▶ TASK GOAL
Convert the rows in the stretch from the line containing "Task: given the image, detect each nightstand" through the line containing "[54,190,471,425]" into a two-column CSV with the columns request and answer. Give one CSV line per row, with each value in a quoted field and any line breaks replaced by spaces.

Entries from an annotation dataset
########################################
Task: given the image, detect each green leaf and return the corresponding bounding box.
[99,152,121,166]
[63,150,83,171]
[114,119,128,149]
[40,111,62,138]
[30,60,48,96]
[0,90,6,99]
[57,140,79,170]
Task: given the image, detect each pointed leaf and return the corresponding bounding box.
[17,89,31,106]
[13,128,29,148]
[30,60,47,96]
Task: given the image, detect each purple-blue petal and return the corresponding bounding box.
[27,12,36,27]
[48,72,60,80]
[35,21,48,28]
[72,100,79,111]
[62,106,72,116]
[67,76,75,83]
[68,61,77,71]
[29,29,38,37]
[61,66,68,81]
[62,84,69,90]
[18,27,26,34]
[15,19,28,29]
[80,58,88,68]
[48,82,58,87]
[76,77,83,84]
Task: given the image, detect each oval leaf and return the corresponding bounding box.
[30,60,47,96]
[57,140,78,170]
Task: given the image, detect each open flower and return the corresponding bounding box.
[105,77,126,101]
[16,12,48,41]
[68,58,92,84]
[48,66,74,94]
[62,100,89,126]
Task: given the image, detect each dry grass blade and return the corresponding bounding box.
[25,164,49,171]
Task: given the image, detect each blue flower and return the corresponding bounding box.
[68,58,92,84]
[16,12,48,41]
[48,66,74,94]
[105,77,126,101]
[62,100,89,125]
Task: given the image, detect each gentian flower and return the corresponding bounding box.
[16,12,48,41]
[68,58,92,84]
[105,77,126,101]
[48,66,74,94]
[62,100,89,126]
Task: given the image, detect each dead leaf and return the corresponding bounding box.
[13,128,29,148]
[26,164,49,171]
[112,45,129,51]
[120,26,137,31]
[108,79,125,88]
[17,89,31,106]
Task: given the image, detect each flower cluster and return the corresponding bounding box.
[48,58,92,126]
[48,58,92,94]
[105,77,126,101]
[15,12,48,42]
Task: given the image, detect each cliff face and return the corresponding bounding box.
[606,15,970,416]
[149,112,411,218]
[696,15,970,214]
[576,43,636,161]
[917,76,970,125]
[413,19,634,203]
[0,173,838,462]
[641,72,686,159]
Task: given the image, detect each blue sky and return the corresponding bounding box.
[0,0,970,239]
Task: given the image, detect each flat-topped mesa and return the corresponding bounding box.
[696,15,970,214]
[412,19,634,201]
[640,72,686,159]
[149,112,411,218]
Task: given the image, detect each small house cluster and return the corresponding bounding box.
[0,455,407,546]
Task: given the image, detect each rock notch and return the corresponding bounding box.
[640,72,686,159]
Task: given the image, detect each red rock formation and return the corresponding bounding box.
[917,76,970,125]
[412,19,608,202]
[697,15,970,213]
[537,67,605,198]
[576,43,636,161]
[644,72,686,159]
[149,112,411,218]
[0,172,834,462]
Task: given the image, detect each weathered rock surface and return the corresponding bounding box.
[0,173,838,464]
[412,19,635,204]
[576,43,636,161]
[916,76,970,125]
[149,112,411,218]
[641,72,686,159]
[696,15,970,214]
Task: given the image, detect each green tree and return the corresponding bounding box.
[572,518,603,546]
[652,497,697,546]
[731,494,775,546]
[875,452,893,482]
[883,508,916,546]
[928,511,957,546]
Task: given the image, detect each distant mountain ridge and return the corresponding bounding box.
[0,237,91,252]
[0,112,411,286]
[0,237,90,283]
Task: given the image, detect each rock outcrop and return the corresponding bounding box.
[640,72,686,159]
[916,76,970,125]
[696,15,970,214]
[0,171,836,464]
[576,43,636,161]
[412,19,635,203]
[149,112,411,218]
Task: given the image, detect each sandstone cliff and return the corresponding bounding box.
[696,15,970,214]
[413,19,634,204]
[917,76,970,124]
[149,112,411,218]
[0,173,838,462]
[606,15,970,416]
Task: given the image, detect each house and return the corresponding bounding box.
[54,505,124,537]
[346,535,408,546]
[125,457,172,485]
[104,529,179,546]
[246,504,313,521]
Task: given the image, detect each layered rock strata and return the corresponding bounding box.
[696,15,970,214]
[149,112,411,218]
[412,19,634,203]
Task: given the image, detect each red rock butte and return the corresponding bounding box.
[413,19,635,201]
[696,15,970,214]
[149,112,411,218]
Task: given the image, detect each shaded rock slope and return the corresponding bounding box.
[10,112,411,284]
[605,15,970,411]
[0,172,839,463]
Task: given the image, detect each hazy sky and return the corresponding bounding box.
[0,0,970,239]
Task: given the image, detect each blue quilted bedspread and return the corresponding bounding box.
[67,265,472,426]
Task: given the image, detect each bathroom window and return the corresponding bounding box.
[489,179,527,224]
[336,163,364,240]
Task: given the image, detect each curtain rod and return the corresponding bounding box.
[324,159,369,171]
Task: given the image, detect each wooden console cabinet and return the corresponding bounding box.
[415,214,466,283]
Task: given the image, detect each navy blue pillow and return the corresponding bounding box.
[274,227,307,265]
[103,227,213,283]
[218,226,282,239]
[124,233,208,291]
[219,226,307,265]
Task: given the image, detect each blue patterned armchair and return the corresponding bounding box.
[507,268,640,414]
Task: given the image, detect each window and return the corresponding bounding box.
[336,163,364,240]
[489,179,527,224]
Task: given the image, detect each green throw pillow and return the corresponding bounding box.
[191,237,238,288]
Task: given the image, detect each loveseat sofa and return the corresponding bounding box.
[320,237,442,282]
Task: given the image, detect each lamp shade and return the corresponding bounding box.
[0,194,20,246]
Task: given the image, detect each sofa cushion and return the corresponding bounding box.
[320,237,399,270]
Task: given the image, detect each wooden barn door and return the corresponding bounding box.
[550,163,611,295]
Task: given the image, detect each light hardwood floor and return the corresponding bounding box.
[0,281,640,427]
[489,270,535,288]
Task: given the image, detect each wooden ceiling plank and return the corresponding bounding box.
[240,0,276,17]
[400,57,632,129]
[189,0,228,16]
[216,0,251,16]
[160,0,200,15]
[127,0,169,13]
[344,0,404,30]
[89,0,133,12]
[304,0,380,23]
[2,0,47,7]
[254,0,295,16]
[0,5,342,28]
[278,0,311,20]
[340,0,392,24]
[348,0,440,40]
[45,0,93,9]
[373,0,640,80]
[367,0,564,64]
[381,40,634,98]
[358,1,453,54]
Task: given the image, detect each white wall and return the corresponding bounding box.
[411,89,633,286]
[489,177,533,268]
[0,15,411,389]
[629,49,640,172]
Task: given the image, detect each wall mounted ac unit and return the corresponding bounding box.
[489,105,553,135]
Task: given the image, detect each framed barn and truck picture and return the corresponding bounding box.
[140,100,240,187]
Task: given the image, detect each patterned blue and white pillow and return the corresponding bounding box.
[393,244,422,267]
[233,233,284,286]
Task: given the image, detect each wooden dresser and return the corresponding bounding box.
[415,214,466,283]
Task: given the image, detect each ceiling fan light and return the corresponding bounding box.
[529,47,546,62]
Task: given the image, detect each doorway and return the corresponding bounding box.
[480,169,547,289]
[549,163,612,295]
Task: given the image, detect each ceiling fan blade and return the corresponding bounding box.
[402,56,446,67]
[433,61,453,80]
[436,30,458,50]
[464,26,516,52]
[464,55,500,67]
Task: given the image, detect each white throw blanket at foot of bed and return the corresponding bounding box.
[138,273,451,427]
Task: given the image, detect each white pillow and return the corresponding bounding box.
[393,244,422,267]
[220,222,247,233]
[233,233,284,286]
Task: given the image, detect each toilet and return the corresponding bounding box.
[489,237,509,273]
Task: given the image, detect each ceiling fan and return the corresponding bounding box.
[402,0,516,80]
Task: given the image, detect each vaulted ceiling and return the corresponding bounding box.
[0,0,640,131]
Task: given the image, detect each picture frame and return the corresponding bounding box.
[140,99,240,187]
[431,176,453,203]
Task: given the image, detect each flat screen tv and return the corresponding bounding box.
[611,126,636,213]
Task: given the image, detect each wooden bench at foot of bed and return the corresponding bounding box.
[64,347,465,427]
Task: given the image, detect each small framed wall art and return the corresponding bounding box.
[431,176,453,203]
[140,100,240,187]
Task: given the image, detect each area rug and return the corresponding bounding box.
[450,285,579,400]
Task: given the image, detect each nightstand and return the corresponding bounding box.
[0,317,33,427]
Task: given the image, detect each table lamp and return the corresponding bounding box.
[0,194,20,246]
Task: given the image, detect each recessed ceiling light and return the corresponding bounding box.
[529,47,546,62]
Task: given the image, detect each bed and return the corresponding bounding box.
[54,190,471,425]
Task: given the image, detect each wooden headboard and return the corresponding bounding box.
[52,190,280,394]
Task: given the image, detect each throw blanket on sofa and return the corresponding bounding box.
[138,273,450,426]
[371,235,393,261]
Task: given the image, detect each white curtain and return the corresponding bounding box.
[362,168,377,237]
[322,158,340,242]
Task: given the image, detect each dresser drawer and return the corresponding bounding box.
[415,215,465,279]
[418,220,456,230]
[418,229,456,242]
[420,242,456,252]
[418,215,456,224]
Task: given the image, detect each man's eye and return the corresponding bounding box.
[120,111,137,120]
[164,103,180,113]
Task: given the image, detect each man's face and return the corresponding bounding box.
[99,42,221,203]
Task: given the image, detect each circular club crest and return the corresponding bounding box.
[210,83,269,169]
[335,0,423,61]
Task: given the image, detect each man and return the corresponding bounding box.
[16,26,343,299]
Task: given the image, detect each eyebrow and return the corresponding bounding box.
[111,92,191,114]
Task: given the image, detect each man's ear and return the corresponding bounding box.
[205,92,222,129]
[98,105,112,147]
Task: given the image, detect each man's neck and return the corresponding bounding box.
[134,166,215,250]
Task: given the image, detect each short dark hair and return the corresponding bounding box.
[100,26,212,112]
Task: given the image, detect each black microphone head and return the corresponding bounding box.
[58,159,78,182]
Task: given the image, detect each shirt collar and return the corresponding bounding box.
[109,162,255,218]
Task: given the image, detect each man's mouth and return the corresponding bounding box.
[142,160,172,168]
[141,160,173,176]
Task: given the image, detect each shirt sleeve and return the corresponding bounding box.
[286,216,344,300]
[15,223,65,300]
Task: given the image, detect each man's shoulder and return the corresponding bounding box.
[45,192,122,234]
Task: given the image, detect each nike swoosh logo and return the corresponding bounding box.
########################################
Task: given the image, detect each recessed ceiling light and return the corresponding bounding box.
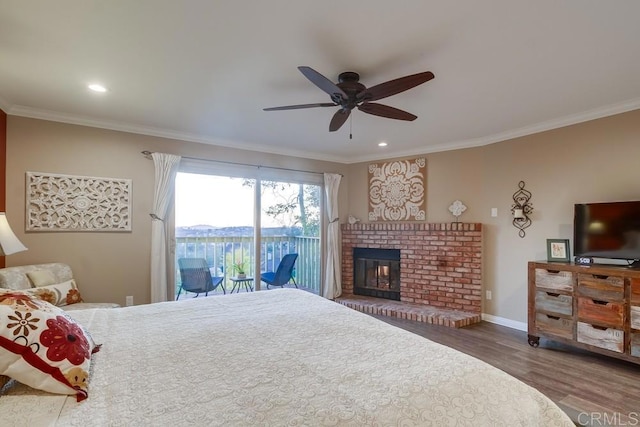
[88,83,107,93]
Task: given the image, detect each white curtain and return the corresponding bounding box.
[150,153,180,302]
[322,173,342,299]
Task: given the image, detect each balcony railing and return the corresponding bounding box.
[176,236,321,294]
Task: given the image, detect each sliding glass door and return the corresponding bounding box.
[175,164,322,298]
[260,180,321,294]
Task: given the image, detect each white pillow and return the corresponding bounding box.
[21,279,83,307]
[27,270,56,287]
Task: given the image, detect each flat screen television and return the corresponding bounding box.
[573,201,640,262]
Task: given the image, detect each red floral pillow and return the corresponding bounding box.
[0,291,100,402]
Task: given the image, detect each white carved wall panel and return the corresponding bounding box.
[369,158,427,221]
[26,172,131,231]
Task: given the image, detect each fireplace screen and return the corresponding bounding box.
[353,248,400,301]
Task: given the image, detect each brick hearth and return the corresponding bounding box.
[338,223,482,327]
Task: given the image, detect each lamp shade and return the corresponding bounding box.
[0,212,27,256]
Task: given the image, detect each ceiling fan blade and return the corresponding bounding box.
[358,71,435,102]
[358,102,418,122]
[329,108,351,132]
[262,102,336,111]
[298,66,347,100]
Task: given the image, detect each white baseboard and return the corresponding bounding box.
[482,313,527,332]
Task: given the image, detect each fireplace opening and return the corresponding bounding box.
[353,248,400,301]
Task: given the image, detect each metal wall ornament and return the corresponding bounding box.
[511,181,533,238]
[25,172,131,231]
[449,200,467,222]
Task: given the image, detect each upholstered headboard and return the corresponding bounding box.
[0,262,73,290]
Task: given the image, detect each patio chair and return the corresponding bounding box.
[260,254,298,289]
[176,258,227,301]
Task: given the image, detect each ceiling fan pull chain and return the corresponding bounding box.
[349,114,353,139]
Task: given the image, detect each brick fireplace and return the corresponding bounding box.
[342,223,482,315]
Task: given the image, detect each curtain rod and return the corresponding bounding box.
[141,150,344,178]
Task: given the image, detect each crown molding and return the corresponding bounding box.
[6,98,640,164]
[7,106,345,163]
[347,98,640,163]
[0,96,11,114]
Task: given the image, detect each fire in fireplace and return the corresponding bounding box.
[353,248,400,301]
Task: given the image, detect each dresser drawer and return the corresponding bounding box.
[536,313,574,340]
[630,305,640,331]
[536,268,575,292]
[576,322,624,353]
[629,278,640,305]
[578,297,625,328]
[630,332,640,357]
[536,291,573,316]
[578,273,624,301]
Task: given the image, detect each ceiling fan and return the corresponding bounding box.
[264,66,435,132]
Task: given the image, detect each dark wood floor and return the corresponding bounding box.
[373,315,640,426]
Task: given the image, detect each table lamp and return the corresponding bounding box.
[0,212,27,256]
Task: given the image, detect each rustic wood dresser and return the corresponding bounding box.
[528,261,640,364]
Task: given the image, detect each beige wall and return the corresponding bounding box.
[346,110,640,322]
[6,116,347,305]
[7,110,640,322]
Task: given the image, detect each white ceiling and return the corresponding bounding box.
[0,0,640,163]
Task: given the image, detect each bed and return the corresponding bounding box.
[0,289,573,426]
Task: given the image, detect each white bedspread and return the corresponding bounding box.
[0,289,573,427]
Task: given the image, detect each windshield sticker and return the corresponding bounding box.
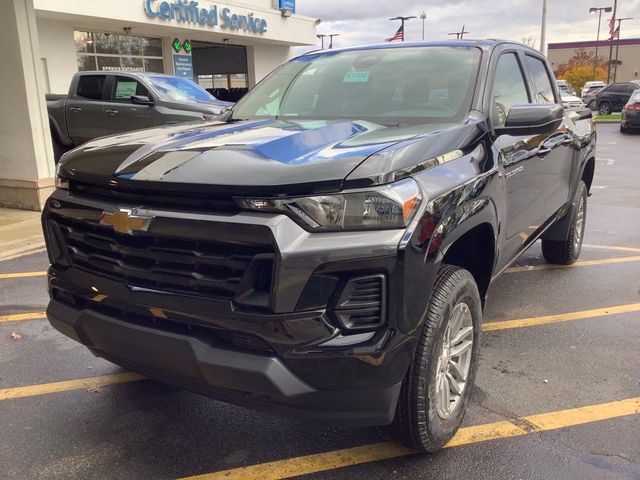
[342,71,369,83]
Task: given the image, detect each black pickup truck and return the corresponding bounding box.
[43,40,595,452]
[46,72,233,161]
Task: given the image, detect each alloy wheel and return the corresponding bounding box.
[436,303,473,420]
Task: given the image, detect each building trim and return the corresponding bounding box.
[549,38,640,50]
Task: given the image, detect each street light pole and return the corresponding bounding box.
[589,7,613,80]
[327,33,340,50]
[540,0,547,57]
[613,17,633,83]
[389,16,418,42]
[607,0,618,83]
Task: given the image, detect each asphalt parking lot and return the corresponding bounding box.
########################################
▶ EXERCISE SOLUTION
request,answer
"Task: given the image, detect each nightstand and return the corresponding bounding box.","[0,317,33,427]"
"Task: given the image, detect each table lamp and return the corresponding bounding box.","[0,194,20,246]"
"Task: given the image, detect each recessed ceiling light and return the corresponding bounding box.","[529,47,546,62]"
"Task: given the image, detect each bed and return the corresponding bounding box.","[54,190,471,425]"